— Start of Given records —

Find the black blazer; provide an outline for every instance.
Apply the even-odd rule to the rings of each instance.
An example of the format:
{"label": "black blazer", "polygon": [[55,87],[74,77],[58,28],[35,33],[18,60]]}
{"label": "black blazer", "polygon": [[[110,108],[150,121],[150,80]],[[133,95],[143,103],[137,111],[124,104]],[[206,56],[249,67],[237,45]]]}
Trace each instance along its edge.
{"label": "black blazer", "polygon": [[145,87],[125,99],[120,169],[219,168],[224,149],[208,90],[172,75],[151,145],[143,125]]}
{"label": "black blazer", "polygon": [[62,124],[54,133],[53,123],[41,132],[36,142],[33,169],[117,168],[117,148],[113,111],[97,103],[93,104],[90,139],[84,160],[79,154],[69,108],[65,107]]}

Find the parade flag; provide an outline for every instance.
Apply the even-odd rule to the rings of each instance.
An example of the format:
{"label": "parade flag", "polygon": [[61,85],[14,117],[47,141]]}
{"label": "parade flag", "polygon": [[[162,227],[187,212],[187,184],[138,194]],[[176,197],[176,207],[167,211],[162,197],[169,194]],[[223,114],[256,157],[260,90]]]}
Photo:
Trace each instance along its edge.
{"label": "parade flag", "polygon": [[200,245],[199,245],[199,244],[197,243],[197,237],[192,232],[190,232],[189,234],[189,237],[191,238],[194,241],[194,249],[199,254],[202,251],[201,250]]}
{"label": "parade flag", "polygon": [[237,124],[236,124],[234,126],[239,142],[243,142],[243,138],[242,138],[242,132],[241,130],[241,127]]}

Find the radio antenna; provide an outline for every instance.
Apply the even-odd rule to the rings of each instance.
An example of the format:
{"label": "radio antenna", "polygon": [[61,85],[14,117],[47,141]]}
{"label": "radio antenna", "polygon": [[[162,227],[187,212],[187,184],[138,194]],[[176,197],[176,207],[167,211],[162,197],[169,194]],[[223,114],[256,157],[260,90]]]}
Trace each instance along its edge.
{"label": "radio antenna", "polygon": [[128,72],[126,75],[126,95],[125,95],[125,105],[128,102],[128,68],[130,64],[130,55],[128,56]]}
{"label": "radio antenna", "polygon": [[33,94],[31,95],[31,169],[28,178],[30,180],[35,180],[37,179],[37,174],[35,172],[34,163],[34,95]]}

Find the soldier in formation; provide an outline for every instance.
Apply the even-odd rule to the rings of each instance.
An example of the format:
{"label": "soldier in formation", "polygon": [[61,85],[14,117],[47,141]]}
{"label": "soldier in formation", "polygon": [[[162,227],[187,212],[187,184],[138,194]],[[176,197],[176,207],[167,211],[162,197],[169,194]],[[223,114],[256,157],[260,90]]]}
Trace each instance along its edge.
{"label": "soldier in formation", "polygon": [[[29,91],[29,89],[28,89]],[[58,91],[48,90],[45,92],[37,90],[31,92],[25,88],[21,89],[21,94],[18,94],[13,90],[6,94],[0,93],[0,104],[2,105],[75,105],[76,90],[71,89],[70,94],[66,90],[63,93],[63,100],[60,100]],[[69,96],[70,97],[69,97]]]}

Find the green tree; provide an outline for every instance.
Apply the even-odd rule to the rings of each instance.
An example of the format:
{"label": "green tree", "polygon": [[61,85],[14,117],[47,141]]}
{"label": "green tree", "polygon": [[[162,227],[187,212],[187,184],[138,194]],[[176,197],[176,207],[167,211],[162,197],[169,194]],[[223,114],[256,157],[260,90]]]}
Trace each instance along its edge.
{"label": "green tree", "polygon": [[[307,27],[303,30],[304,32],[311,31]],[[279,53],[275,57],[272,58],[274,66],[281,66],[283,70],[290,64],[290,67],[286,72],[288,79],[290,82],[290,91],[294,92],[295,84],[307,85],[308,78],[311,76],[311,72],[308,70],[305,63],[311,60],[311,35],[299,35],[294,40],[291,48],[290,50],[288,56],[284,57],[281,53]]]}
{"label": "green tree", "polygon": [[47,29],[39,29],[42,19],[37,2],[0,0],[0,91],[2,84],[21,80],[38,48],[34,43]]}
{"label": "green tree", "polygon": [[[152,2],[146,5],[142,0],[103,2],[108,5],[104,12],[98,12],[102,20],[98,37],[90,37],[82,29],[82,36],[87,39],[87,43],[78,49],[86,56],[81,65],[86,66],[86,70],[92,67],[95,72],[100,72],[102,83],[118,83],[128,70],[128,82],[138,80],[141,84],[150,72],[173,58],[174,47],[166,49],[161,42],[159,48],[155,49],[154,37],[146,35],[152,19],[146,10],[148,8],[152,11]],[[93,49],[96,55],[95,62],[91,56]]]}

— End of Given records —

__Required task__.
Copy the records above exactly.

__The response__.
Find the black blazer; provide an outline for every instance.
Apply the even-odd rule to the rings of each instance.
An example of the format:
{"label": "black blazer", "polygon": [[55,87],[74,77],[58,28],[35,33],[18,60]]}
{"label": "black blazer", "polygon": [[[110,108],[150,121],[150,80]],[[133,95],[143,103],[137,111],[124,104]],[[206,56],[249,67],[237,45]]]}
Trace each instance along its edge.
{"label": "black blazer", "polygon": [[145,87],[125,99],[120,169],[219,168],[224,149],[208,90],[172,75],[151,145],[143,125]]}
{"label": "black blazer", "polygon": [[62,124],[54,133],[53,123],[41,132],[36,142],[33,169],[117,168],[117,148],[113,111],[97,103],[93,104],[90,139],[84,160],[79,154],[69,108],[65,107]]}

Find the parade flag; provide an outline for every instance.
Apply the even-odd rule to the rings of each instance.
An example of the format:
{"label": "parade flag", "polygon": [[61,85],[14,117],[47,141]]}
{"label": "parade flag", "polygon": [[[162,227],[187,212],[187,184],[138,194]],[[176,197],[176,207],[167,211],[162,197],[169,194]],[[223,114],[256,157],[260,90]]]}
Photo:
Trace each instance along its edge.
{"label": "parade flag", "polygon": [[200,245],[199,245],[199,244],[197,243],[197,237],[192,232],[190,232],[189,234],[189,237],[191,238],[194,241],[194,249],[199,254],[202,251],[201,250]]}
{"label": "parade flag", "polygon": [[237,124],[236,124],[234,126],[239,142],[243,142],[243,138],[242,138],[242,132],[241,130],[241,127]]}

Find the radio antenna; provide an outline for every instance.
Apply the even-odd rule to the rings of each instance.
An example of the format:
{"label": "radio antenna", "polygon": [[61,85],[14,117],[47,141]]}
{"label": "radio antenna", "polygon": [[[162,227],[187,212],[187,184],[138,194]],[[176,197],[176,207],[167,211],[162,197],[169,194]],[[223,114],[256,157],[260,90]]]}
Trace each instance along its edge.
{"label": "radio antenna", "polygon": [[128,72],[126,75],[126,95],[125,95],[125,105],[128,102],[128,68],[130,64],[130,55],[128,56]]}
{"label": "radio antenna", "polygon": [[33,94],[31,95],[31,169],[28,178],[30,180],[35,180],[37,179],[37,174],[35,172],[34,163],[34,95]]}

Find the soldier in formation; provide an outline for every instance.
Apply the even-odd rule to the rings of each instance.
An example of the format:
{"label": "soldier in formation", "polygon": [[61,85],[14,117],[47,141]]}
{"label": "soldier in formation", "polygon": [[[162,227],[187,212],[187,184],[138,194]],[[176,197],[176,207],[167,211],[162,197],[169,194]],[[223,114],[256,157],[260,90]]]}
Trace each instance along its edge.
{"label": "soldier in formation", "polygon": [[[29,91],[29,89],[28,89]],[[58,91],[48,90],[45,92],[37,90],[31,92],[25,88],[21,89],[21,94],[18,94],[13,90],[6,94],[0,93],[0,104],[2,105],[75,105],[76,90],[71,89],[70,94],[66,90],[63,93],[63,100],[60,100]],[[69,96],[70,97],[69,97]]]}

Find the green tree; provide an outline for every instance.
Apply the even-odd rule to the rings of each instance.
An example of the format:
{"label": "green tree", "polygon": [[61,85],[14,117],[47,141]]}
{"label": "green tree", "polygon": [[[162,227],[187,212],[187,184],[138,194]],[[176,197],[176,207],[167,211],[162,197],[169,194]],[[223,114],[256,157],[260,90]]]}
Trace each instance along its edge.
{"label": "green tree", "polygon": [[[307,27],[303,30],[304,32],[311,31]],[[279,53],[275,57],[272,58],[274,66],[281,66],[283,70],[290,64],[290,67],[286,72],[288,79],[290,82],[290,91],[294,92],[295,84],[307,85],[308,78],[311,76],[311,72],[308,70],[305,63],[311,60],[311,35],[299,35],[294,40],[291,48],[290,50],[288,56],[284,57],[281,53]]]}
{"label": "green tree", "polygon": [[47,29],[39,29],[42,19],[37,2],[0,0],[0,91],[2,84],[21,80],[38,48],[34,43]]}
{"label": "green tree", "polygon": [[[152,2],[146,5],[142,0],[103,2],[108,5],[104,12],[98,12],[102,20],[98,37],[90,37],[82,29],[82,36],[87,39],[87,43],[78,49],[86,56],[81,65],[86,66],[86,70],[92,67],[95,72],[100,72],[102,83],[118,83],[128,70],[128,82],[138,80],[141,84],[150,72],[173,58],[174,47],[166,49],[161,42],[159,48],[155,49],[154,37],[146,35],[152,19],[146,10],[148,8],[152,11]],[[93,49],[96,55],[95,62],[91,56]]]}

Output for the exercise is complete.